Que faire pour éviter que la Chine soit une menace économique pour le monde ?

Waechter Philippe : La Chine apparait comme une menace car elle est au cœur du système manufacturier mondial. On doit faire quelques remarques :

La sortie de la politique 0covid va s’accompagner d’une demande un peu plus robuste des Chinois, le cycle va se reprendre un peu. Mais cela ne créera pas d’effets excessifs comme il est parfois anticipé sur certains marchés de matières premières industrielles.

Le risque inflationniste est très localisé. Nous ne sommes pas en 2021 ou l’économie occidentale sortait d’une année sous forte contrainte. L’ensemble de l’économie était à l’arrêt et la demande très forte qui s’était alors manifestée avait pris tout le monde de cours. Ce n’est clairement pas le cas maintenant. Les entreprises en Occident vont beaucoup mieux et sont désormais dans le mouvement. Elles ont une plus grande capacité à s’adapter. Il n’y a pas non plus de tensions sur les transports. Le prix des containers a franchement baissé et n’est plus du tout comparable à celui de l’été 2021. Ce dernier avait été une source du choc inflationniste en renchérissant le prix des intrants et en limitant les capacités disponibles. Ce n’est plus le cas avec une éventuelle crise chinoise.

Flahault Antoine : Le coronavirus se transmet en prenant le bateau, le train et surtout l’avion, mais par l’intermédiaire de personnes contaminées. Donc on pourrait à tout le moins effectuer des prélèvements systématiques de tous les voyageurs en provenance de Chine. Il faut un visa pour se rendre en Chine, il ne serait donc pas très compliqué de chercher à tester tous les voyageurs à leur retour de Chine, par exemple par des PCR salivaires, et de séquencer tous les prélèvements revenus positifs. On pourrait ainsi identifier et suivre les souches virales des voyageurs revenant de Chine et tenter d’en minimiser - ou au moins anticiper - le risque de propagation, à défaut de complètement chercher à le contrôler.

■ Support d'étude ■
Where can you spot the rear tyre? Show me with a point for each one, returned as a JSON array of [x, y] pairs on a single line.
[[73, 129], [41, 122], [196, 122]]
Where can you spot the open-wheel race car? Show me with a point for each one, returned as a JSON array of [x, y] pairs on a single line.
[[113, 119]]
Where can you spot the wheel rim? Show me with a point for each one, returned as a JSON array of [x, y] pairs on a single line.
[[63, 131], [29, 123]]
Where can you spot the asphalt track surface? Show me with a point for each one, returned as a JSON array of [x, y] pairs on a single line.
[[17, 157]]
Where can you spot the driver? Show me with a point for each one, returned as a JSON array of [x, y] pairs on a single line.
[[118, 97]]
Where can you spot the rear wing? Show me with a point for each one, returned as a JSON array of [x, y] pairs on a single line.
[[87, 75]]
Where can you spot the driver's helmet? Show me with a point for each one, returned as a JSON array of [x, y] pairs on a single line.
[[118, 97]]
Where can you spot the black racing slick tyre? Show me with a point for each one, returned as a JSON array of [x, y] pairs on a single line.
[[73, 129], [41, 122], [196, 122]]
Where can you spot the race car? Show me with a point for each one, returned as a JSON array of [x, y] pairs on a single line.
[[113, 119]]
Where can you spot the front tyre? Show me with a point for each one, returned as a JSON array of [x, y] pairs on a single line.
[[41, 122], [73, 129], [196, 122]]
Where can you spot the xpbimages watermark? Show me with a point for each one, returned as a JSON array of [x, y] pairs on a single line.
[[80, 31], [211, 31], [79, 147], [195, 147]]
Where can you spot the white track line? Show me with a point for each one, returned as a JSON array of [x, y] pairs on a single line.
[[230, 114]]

--

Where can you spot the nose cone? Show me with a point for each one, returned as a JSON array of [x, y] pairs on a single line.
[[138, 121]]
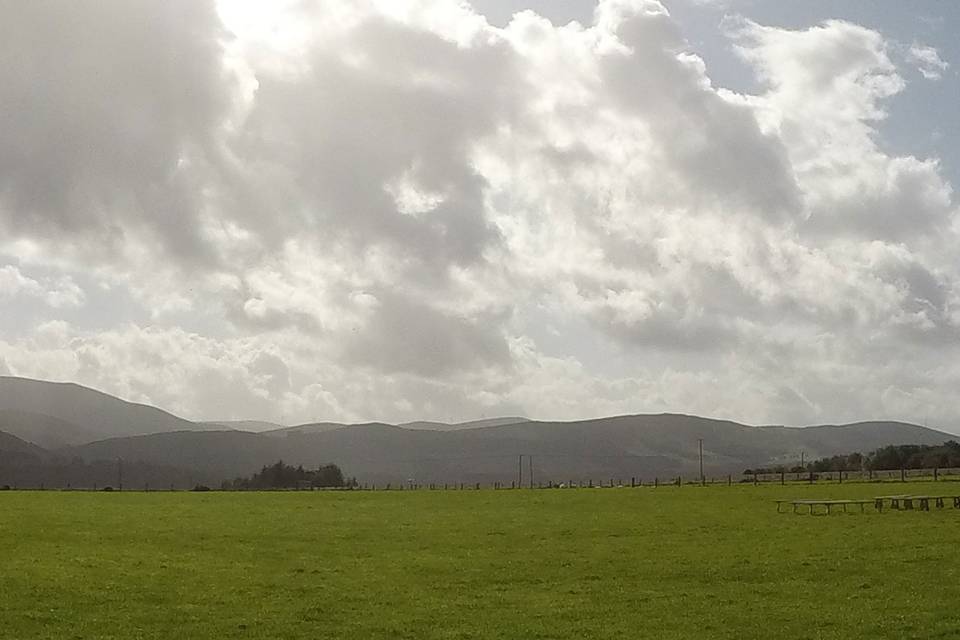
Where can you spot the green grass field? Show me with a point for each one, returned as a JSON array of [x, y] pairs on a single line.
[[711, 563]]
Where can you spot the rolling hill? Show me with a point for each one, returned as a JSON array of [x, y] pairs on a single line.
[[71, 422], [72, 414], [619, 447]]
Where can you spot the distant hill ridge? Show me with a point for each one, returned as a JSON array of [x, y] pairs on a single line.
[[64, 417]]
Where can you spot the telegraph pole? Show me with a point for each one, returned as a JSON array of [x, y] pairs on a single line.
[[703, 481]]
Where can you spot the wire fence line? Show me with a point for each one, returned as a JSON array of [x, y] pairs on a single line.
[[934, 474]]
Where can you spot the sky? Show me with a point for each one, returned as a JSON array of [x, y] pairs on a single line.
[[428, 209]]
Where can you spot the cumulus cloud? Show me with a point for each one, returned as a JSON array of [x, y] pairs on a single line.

--

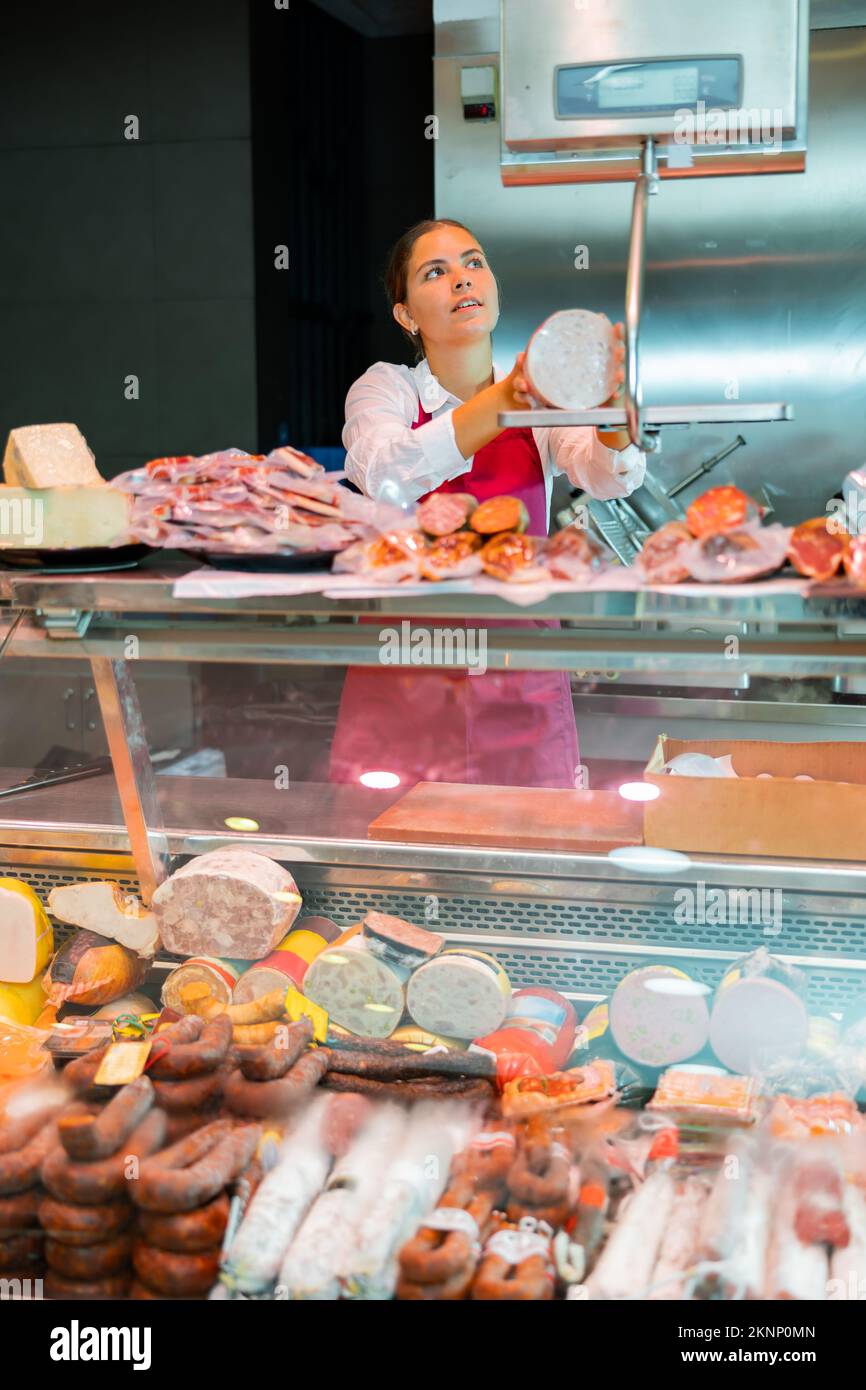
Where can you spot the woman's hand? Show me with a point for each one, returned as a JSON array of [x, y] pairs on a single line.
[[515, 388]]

■ But de l'exercice ■
Prolongez l'extrait sur la menace chinoise en reprenant juste après sa dernière phrase. La liste ne sert à rien ici.

■ Résultat attendu ■
Comment comparer les impacts de cette nouvelle situation sanitaire avec les impacts macroéconomiques de la stratégie zéro Covid ?

Waechter Philippe : C’est un arbitrage entre le coût élevé du maintien de la politique qui ne menait nulle part et la levée de celle-ci afin de pouvoir un jour retrouver une certaine normalité. Les dirigeants chinois ont fait preuve de pragmatisme. Les pressions devaient pourtant être considérables car à la mi-octobre Xi s’était engagé à ne pas remettre en cause cette stratégie 0 covid. Quelle crédibilité a-t-il perdu ? C’est une question à laquelle on ne répondra que dans le temps.

Cela soulève deux types de risque. Une reprise en main politique lorsque la situation sanitaire aura retrouvé une certaine normalité. On sait que la répression peut être brutale.

Le deuxième risque est celui de l’isolement chinois après la mise en place des restrictions américaines. Cela pourrait se traduire par des changements d’alliance. On l’a vu récemment avec la venue de Xi en Arabie saoudite et le pied de nez de celle-ci à son allié historique que sont les Etats-Unis.

La Chine a tout intérêt à retrouver une capacité à manœuvrer, à disposer d’une plus grande autonomie. La politique 0Covid a ralenti la transformation de l’Empire du milieu. Celui-ci doit désormais avancer à marche forcé pour ne pas se faire distancer car les US la contraigne dès qu’ils le peuvent. La levée des restrictions sanitaires était une condition nécessaire pour y parvenir mais ce sera plus long et plus dur que le pensait Xi. L’économie n’y est plus aussi rutilante que par le passé et il faudra que Pékin l’admette.